SOURCE EXTRACT.
There is really NO evidence that men had any specific or exclusive role in early human defense or acquisition of meat. In fact, in most cases, there is an ASSUMPTION that this was so--look closely at the sources of such information (which tend to be old), while actual archaeological and anthropological evidence demonstrates again and again that the development of gender roles occurs much later in human society and therefore can not be an "evolutionary imperative" so to speak. 


Furthermore, in the animal world, the male does not provide for/protect the female and offspring any more than the females themselves (and in species where the male does not stay with the female/offspring, the female does it all herself). Nearly all aggression in males is toward other males of the same species trying to mate with the females--the males are fighting for their right to be the mate, not to protect the females. 

There is a tremendous amount of bad advice that stems from the belief that somehow women are hard-wired to want protection and to have a provider. Yet there is no archaeological or anthropological evidence to back up that claim, and it all points to the opposite: that early human societies were extremely "egalitarian" in that both males and females participated in the hunting and gathering that sustained groups. Primitive societies needed the full involvement of men and women to provide the resources each individual needed to survive; isolated "couples" wouldn't have made it. To think that individual women would have a preference for a specific male "provider" when each woman depended on the efforts of herself, all the other women, and all the other men, to survive and to help her keep her offspring alive, just does not make any sense. To do so is to project backwards a relatively short-lived form of human organization (dating back to about 3500-4000 bce) and *assume* what needs to be proven--and which the actual evidence contradicts.


----------



## spartan

burglar comes to the door while husband and wife are in bed- who takes the baseball bat to confront the intruder?

:scratchhead:

Love to see Martha Stewart dedicate a show on that


----------



## sisters359

> burglar comes to the door while husband and wife are in bed- who takes the baseball bat to confront the intruder?


This is irrelevant. You are taking a modern example and suggesting it has a biological root. That is "biological determinism" and has been fully discredited as a plausible methodological approach b/c it involves looking for evidence that justifies an assumption rather than considering and accounting for all evidence. In other words, it only "works" when you ignore a lot of evidence. 

The very fact that a man and woman are isolated as a couple in a home is socially organized. That has nothing to do with whether or not women, instinctively, look for a "protector and provider" in selecting a mate. 

And let's just ask ourselves--how many women think it is a good idea that anyone goes to confront the burglar? How many women would be racing to protect their kids while telling their husband to call 9-1-1? Furthermore, you cannot confuse the fact that while individuals may feel grateful to those who provide protection to them with a hard-wired preference for that characteristic in a mate. There is no reason to believe early humans were monogamous in any way. Monogamy is basically non-existent in nature. Even in species that "couple" on a seasonal basis, the offspring have DNA from other males, and both the male and the female defend the nest.

TO DO.
- A) Decide whether each statement below agrees with the thread on gender roles. Answer yes or no, and quote the words from the thread that decide it.
(i) Monogamy is common in nature.
(ii) The form of human organization in question dates back to about 3500-4000 bce.
(iii) Nearly all male aggression is aimed at other males of the same species.
- B) In the thread on gender roles, what name does sisters359 give to taking a modern example and suggesting it has a biological root?
- C) Write the next part of the thread on gender roles, picking up after its last sentence.

PROVIDED DATA.
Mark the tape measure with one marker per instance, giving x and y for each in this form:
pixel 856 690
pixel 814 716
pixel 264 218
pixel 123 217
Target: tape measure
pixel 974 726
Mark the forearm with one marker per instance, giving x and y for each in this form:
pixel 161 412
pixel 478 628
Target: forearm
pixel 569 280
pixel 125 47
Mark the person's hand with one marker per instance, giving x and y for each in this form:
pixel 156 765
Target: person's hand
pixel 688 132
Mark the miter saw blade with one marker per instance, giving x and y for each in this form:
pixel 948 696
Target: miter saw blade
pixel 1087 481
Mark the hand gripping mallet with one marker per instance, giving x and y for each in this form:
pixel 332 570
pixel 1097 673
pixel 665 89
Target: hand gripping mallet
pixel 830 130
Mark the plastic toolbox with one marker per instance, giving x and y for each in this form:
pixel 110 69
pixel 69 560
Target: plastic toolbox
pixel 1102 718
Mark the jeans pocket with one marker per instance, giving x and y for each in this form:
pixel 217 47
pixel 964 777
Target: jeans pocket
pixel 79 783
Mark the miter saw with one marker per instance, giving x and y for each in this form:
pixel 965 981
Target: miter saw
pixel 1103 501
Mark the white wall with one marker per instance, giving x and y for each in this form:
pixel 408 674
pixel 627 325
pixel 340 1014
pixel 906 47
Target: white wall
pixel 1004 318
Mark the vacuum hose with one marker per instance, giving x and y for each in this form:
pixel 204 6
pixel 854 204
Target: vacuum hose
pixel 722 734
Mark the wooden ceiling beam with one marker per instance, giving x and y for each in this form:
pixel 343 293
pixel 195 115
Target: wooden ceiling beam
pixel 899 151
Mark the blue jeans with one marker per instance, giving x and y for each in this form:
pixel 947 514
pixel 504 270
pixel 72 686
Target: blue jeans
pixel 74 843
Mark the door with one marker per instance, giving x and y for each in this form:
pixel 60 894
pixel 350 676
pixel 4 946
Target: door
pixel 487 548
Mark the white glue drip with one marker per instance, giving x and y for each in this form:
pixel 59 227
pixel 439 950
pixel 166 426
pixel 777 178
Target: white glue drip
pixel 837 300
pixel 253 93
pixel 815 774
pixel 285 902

EXPECTED RESULTS.
- A)
(i) No: "Monogamy is basically non-existent in nature."
(ii) Yes: "dating back to about 3500-4000 bce"
(iii) Yes: "Nearly all aggression in males is toward other males of the same species trying to mate with the females"

- B) Biological determinism.

- C)
I should probably say that I'm a PHD in history and pretty much up on all the evidence on these issues--historical, anthropological, archaeological, as well as pretty recent evidence from evolutionary biology (although I'm more dependent on recognized scholars there, since I don't have the scientific background). All of these fields provide evidence that traditional theories about the alleged "biological origins" of modern social organization simply cannot accommodate. The original theories are pretty much as old as scholarship, based on very little evidence. From the 19th century forward, evidence has emerged that has made it increasingly difficult to entertain the old theories. Most recently, DNA studies have devastated old assumptions about monogamous species in nature. 

All right, I'll stop here. Anyone who wants to continue this discussion can email me privately or we can start an alternative thread.


----------



## Gman

Skitown-

Thanks for staying on-point... felt like I was reading a debate transcript for awhile, there.

Anyway, I appreciate your viewpoint and hope to hear more from you and others - not just the militant "kick her to the curb" stuff, but the others that offer alternate scenarios.

That's not to say that kicking to the curb doesn't sound AWESOME... depends on the direction the wind is blowing.

Gman


----------



## sisters359

Sorry, Gman. Please go back to my original response on this. Taking a stand and demanding respect is ALWAYS appropriate, no matter who you are. Demanding respect for the institution of marriage is right, too, if that is what you believe. The mistake too many people make is stopping after demanding respect--"my way or the highway" kind of thing, as though by having an affair the cheater has forfeited all right to respect him/herself. The cheater has forfeited any right to privacy, perhaps, but not a right to having his/her needs met in appropriate ways. 

Again, mea culpa!


----------



## Gman

But, I've gotta say, Sisters359... you make a great argument.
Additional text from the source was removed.